## Data listing
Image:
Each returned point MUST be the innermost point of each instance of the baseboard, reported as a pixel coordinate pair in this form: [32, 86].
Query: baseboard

---

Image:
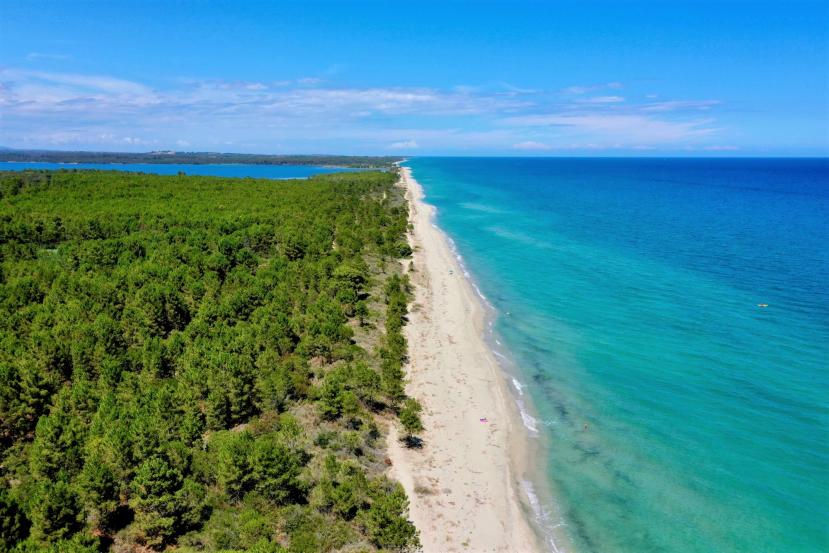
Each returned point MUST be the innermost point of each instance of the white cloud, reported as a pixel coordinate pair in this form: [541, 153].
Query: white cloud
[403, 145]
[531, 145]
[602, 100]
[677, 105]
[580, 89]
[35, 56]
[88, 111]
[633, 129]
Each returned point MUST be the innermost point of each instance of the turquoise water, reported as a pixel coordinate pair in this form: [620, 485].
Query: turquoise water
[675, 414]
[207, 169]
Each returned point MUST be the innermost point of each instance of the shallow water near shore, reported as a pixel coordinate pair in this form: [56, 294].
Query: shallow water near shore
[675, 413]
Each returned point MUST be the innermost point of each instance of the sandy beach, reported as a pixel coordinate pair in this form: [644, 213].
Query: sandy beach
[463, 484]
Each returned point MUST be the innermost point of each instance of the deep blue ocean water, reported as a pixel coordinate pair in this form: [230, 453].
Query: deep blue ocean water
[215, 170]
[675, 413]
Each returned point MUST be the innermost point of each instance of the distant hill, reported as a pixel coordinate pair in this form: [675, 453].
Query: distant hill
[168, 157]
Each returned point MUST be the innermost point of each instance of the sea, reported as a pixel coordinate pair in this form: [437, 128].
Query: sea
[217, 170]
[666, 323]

## Instructions to follow
Show every line of the records above that contains the word "point", copying each line in full.

## Expected answer
Each returned point MUST be the innermost point of each instance of the baseboard, reported as a pixel coordinate pair in this form: [32, 86].
Each returned point MUST be the innermost point of each instance of the white cloud, reported as a pixel coordinate pair in this form: [541, 153].
Each returned point MUST be the innermost point of each instance of the turquoise water, reported as a pixel coordinate pair in this form: [620, 485].
Each returned point MUST be the innermost point of each instance of the shallow water near shore, reported as a pixel coordinate pair in this form: [56, 294].
Each returned point MUST be the innermost point of each instance of the sandy beach, reported as a pixel coordinate pair in this form: [644, 213].
Each returned point MUST be the innermost point of each instance of the deep blue ocean water, reported as a pixel coordinate pair in this form: [230, 453].
Each returned point MUST be the innermost point of each instance of the distant hill, reported as a pixel coordinate pair in this form: [675, 453].
Each returned point MUST be the innermost point of each instance of the sea, reported as a pixel coordinate pair in this form: [437, 128].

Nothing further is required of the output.